> _Problem description_: Every single entry needs to appear again exactly as given.

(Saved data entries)
━━━━━━━━━━━━━━━━━━━━━━━━━━━━━━
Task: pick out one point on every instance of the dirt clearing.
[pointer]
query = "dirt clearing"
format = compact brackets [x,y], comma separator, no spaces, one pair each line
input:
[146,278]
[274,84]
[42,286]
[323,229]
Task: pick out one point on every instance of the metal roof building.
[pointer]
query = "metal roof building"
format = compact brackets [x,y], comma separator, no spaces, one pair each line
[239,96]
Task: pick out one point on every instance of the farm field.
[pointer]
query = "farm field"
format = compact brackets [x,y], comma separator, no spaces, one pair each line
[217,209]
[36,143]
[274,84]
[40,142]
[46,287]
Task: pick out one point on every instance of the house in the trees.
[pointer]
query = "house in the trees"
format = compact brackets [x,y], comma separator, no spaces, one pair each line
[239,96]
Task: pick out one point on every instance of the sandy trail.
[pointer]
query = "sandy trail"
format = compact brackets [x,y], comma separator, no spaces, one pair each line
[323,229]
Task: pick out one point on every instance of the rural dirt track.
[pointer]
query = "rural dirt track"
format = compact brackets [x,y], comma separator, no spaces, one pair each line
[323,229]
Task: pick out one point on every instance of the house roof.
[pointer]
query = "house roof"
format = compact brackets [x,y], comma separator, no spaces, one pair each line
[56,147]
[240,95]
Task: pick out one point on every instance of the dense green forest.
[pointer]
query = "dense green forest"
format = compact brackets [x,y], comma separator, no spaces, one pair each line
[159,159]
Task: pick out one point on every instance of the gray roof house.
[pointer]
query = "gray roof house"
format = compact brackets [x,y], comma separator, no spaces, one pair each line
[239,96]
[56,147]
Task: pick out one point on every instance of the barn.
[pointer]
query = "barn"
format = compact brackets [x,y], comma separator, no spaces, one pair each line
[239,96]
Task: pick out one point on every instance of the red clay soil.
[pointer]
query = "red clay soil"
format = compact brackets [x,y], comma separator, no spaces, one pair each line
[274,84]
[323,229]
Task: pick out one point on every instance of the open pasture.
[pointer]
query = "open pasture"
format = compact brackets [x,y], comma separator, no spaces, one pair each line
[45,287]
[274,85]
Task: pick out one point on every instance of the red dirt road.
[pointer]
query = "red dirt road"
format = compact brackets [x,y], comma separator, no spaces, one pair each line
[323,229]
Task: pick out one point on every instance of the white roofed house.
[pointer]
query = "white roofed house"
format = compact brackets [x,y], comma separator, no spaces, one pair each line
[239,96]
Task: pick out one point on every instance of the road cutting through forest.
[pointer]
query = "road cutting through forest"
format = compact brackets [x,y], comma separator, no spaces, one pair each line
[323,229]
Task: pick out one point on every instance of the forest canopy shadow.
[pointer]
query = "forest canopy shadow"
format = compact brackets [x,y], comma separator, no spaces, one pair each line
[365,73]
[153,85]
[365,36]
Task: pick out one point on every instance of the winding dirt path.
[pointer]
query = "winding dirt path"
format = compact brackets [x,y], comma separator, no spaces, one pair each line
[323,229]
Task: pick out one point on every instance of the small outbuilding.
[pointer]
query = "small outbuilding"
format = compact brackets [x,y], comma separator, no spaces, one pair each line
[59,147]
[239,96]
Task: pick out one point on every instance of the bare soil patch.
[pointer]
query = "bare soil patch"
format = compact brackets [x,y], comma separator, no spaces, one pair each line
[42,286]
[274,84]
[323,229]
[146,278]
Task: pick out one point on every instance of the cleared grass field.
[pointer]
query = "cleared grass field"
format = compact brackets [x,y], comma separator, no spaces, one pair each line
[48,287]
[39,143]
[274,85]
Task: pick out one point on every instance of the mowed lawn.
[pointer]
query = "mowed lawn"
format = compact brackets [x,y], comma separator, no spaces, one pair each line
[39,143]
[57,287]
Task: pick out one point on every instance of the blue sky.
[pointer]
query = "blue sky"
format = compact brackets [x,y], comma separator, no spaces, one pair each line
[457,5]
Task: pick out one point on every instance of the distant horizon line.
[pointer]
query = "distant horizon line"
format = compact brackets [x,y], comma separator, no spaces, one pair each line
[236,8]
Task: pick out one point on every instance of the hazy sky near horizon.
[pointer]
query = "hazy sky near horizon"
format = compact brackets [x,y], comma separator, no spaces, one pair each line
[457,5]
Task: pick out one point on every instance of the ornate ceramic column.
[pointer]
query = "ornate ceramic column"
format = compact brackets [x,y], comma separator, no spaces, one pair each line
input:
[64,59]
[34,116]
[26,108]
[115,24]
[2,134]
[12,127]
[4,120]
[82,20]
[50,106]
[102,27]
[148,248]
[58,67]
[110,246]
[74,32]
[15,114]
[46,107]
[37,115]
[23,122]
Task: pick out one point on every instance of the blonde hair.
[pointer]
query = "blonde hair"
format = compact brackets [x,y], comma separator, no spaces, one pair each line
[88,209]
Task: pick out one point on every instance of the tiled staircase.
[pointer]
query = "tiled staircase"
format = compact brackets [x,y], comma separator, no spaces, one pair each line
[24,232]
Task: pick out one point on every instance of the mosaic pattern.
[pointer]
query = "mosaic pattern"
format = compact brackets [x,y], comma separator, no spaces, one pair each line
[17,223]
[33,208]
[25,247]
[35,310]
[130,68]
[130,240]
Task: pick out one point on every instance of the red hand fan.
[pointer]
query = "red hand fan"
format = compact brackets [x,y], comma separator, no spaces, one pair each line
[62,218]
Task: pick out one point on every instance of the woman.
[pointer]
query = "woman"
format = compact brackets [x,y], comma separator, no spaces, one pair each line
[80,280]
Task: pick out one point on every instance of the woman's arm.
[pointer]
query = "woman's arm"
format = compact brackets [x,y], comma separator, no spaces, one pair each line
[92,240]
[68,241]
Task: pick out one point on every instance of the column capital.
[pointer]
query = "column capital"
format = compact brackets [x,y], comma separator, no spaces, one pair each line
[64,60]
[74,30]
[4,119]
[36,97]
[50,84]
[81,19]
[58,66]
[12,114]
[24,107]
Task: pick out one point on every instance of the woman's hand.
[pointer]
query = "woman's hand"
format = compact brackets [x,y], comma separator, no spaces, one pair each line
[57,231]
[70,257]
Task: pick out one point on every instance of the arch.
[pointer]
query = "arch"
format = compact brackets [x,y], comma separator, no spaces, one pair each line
━━━━━━━━━━━━━━━━━━━━━━━━━━━━━━
> _Output of the exercise_:
Task: pick out one point on every instance of the dirt clearing.
[pointer]
query = "dirt clearing"
format = compact brackets [x,y], comma separator, no spaces, one pair each line
input:
[146,278]
[274,84]
[42,286]
[323,229]
Task: pick out one point on every instance of the metal roof building.
[pointer]
query = "metal roof building"
format = compact brackets [x,y], comma separator, no spaces, one pair each line
[239,96]
Task: pick out one point on every instance of the farm field.
[pointer]
query = "farm field"
format = compact brackets [x,y], comma separator, no spaces, one pair each line
[217,209]
[36,143]
[274,84]
[40,142]
[46,287]
Task: pick out one point on every instance of the house in the trees.
[pointer]
query = "house in the trees"
format = compact brackets [x,y], comma separator, no spaces, one pair each line
[239,96]
Task: pick out one point on every instance of the sandy trail.
[pointer]
query = "sandy trail"
format = compact brackets [x,y], comma separator, no spaces, one pair each line
[323,229]
Task: pick out one point on every instance of the rural dirt track.
[pointer]
query = "rural dirt track"
format = compact brackets [x,y], comma separator, no spaces, one pair each line
[323,229]
Task: pick out one point on every instance of the house roof.
[pointer]
query = "house roof"
format = compact brackets [x,y], comma separator, no spaces, one pair each line
[56,147]
[240,95]
Task: pick out one point on every instance of the dense green forest.
[pointer]
query = "dense green forest"
format = compact brackets [x,y], comma separator, no spaces, one pair each line
[159,159]
Task: pick out one point on every instance of the gray roof house.
[pointer]
query = "gray roof house"
format = compact brackets [x,y], comma separator, no spaces, one pair each line
[239,96]
[56,147]
Task: pick out one point on every instance of the barn.
[pointer]
query = "barn"
format = compact brackets [x,y], comma separator, no spaces, one pair each line
[239,96]
Task: pick out one point on every instance of the red clay soil.
[pointer]
query = "red clay soil"
format = compact brackets [x,y], comma separator, no spaces, one pair each line
[274,84]
[323,229]
Task: pick out one point on every instance of the open pasture.
[pointer]
query = "open pasture"
format = compact brackets [x,y], comma separator, no spaces, one pair each line
[45,287]
[274,85]
Task: pick out one point on every instance of the red dirt road.
[pointer]
query = "red dirt road"
format = compact brackets [x,y], comma separator, no spaces, one pair each line
[323,229]
Task: pick out one point on every instance of the white roofed house.
[pointer]
query = "white roofed house"
format = compact brackets [x,y], comma separator, no spaces, one pair each line
[239,96]
Task: pick out one point on every instance of the road cutting through forest.
[pointer]
query = "road cutting through forest"
format = compact brackets [x,y], comma separator, no spaces, one pair each line
[323,229]
Task: pick out one point on every instance of the forest canopy shadow.
[pointer]
query = "forest canopy shadow"
format = compact brackets [x,y], comma separator, no spaces, one pair each line
[365,73]
[153,85]
[365,36]
Task: pick out one point on every instance of the winding dirt path.
[pointer]
query = "winding dirt path"
format = compact brackets [x,y], comma separator, no spaces, one pair each line
[323,229]
Task: pick out one point on every instance of the small outbuilding.
[pointer]
query = "small outbuilding"
format = compact brackets [x,y], comma separator, no spaces, one pair each line
[59,147]
[239,96]
Task: pick out one point on every instance of the bare soil patch.
[pointer]
query = "bare soil patch"
format = compact brackets [x,y], comma separator, no spaces, one pair each line
[42,286]
[274,84]
[323,229]
[146,278]
Task: pick out one point on every instance of the cleared grass field.
[pointer]
query = "cleared grass field"
format = compact brackets [x,y], comma separator, no spaces, one pair each line
[48,287]
[39,143]
[274,85]
Task: pick out one point on every instance of the mowed lawn.
[pointer]
query = "mowed lawn"
format = compact brackets [x,y], comma separator, no spaces, one pair each line
[39,143]
[57,287]
Task: pick out one point on every instance of the blue sky.
[pointer]
query = "blue sky"
format = compact brackets [x,y], comma separator, no spaces, one pair each line
[457,5]
Task: pick out one point on every instance of the distant horizon line.
[pointer]
query = "distant horizon line"
format = compact brackets [x,y], comma separator, no spaces, one pair each line
[236,8]
Task: pick out one point on every instance of the hazy sky near horizon.
[pointer]
query = "hazy sky near horizon"
format = compact brackets [x,y], comma separator, no spaces, one pair each line
[457,5]
Task: pick out one point on every instance of the ornate ceramic column.
[pointer]
query = "ornate ceramic column"
format = compact brackets [x,y], comma separator, no spaces, one pair each line
input:
[64,59]
[34,116]
[26,108]
[115,24]
[2,134]
[12,127]
[4,120]
[82,20]
[50,106]
[102,27]
[148,248]
[58,67]
[110,246]
[74,32]
[15,114]
[46,107]
[37,115]
[23,122]
Task: pick out one point on every instance of the blonde hair.
[pointer]
query = "blonde hair"
format = compact brackets [x,y], comma separator, no spaces, one pair each line
[88,209]
Task: pick out one point on every instance of the tiled staircase.
[pointer]
query = "tiled staircase"
format = compact brackets [x,y], comma separator, no spaces, one pair each line
[24,232]
Task: pick out one point on every instance of the mosaic pattern.
[pointer]
query = "mosaic pattern"
format = compact brackets [x,y], comma separator, no spaces, one pair each line
[17,223]
[33,208]
[25,247]
[35,310]
[130,68]
[130,240]
Task: pick out one point on every instance of the red hand fan.
[pointer]
query = "red hand fan"
format = compact brackets [x,y], comma separator, no spaces, one pair each line
[62,218]
Task: pick out one point on every instance of the woman.
[pointer]
query = "woman"
format = compact brackets [x,y], comma separator, no spaces, one pair each line
[80,280]
Task: pick out one point on every instance of the woman's arm.
[pointer]
query = "woman's arm"
format = compact brackets [x,y], comma separator, no spaces, one pair each line
[92,240]
[68,241]
Task: pick out one point on every instance of the column capital.
[pointer]
query = "column capital"
format = compact brackets [x,y], comma separator, no spaces, one pair each line
[64,60]
[74,30]
[4,119]
[36,97]
[50,84]
[81,19]
[58,66]
[12,114]
[24,107]
Task: pick out one point on every instance of the woman's hand.
[pointer]
query = "woman's hand"
format = compact brackets [x,y], comma separator, no spaces, one pair each line
[57,231]
[70,257]
Task: pick out one point on every instance of the arch.
[pointer]
query = "arch"
format = compact brackets [x,y], comma separator, no spaces, one pair each line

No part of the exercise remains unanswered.